Set down the records that follow exactly and completely.

====== DATASET EXTRACT

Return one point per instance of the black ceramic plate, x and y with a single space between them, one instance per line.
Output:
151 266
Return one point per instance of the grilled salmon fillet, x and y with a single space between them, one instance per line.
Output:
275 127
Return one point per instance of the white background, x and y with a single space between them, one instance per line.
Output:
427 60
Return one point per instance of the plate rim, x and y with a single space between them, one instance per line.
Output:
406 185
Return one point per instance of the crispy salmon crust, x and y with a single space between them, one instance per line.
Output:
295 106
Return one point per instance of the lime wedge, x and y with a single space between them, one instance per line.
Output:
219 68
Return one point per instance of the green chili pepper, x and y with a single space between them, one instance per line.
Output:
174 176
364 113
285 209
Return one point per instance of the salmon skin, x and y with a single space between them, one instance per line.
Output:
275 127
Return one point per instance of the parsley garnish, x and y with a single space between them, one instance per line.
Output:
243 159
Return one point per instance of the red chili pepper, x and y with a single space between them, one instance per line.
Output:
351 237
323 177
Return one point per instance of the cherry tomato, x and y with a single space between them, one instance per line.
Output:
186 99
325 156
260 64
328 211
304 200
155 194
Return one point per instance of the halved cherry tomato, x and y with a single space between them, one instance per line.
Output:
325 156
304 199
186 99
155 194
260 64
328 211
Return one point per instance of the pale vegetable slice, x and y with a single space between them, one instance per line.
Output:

============

(PROBLEM SOLUTION)
Return one point per instance of the black ceramic plate, x and y with a single space between them, one instance per line.
Output:
151 266
Return one point per instance of the grilled salmon fillet, x and y with a single space between them, one instance per line.
Output:
275 127
Return one point per instance of the white background, x and y with a single space between them, one instance per line.
Output:
427 60
Return one point per instance of the plate rim, x and y with a single space between them, one instance per line.
Output:
406 185
Return one point per instance of the crispy salmon crust, x and y with a single space between them, one instance per line.
Output:
295 106
Return one point per instance of the lime wedge, x and y with a single space between them, one instance per line.
Output:
219 68
Return one point per instance of the green chili pepper, x and y with a single space between them, one instance per line.
Output:
174 176
364 113
285 209
Return one point per instance of the salmon skin, x and y with a single space between them, one instance per line.
Output:
275 127
Return one point per instance of the parsley garnish, x and y with a single space between them, one instance per line.
Output:
243 159
Return one point per instance of the red chili pepper, x and y with a single space between them, one instance per line.
Output:
351 237
323 177
Return one point per instance of the cherry tomato, x and y with a single space between them, one instance per line.
Output:
186 99
325 156
260 64
328 211
304 200
155 194
Return one point per instance of the halved cherry tomato, x and y with a single space between them, one instance per line.
Output:
325 156
304 199
186 99
155 194
260 64
328 211
Return one point per instance of the pale vegetable slice, x and y with a single space between them, one instance per line.
Output:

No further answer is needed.